>> begin
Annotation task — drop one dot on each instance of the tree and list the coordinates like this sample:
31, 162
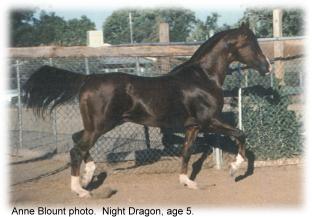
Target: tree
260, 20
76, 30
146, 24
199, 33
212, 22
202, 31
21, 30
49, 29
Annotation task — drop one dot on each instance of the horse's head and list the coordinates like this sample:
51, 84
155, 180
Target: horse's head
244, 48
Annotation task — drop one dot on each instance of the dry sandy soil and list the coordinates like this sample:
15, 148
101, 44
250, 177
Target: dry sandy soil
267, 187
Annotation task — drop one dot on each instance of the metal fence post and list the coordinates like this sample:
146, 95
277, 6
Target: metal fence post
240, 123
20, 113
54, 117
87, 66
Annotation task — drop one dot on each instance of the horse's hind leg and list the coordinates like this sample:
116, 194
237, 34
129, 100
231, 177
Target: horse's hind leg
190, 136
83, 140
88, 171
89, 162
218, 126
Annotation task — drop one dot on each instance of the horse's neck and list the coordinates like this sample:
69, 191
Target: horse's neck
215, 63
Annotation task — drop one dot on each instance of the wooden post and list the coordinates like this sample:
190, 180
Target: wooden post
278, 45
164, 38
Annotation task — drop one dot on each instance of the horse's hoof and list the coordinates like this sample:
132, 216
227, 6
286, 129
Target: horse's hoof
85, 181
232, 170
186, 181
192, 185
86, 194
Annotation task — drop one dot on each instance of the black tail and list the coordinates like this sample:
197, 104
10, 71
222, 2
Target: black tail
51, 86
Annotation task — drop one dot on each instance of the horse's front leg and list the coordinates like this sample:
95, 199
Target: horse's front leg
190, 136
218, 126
>> end
>> begin
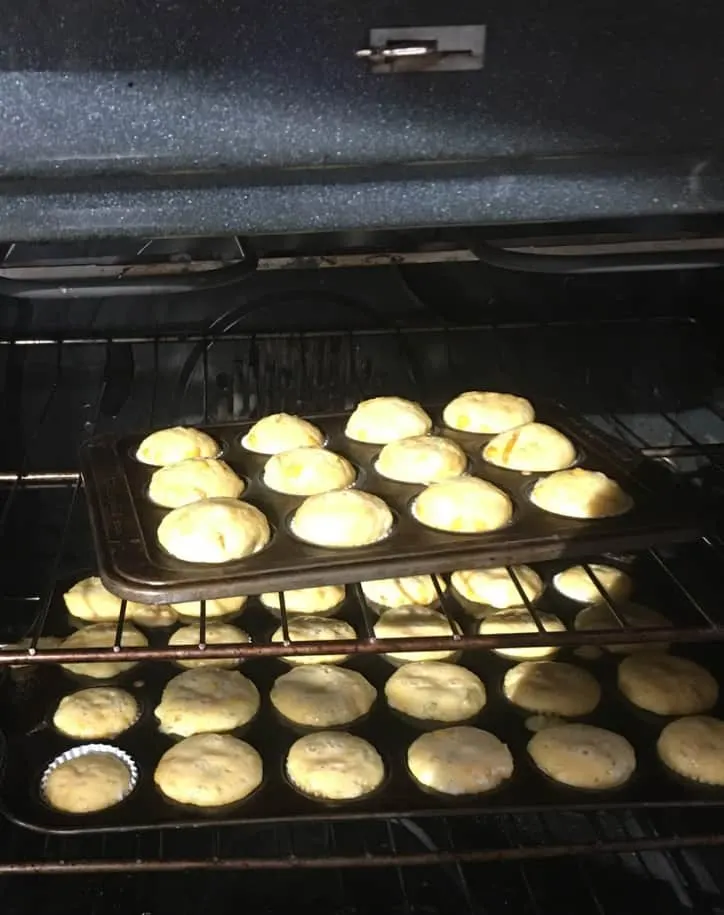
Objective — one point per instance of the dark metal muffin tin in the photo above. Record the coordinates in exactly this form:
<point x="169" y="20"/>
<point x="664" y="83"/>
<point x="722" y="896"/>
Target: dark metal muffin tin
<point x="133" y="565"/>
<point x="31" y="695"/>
>> end
** What is asked **
Count the lines in the material above that contain the word "list". What is the total? Give only the number.

** Exercise solution **
10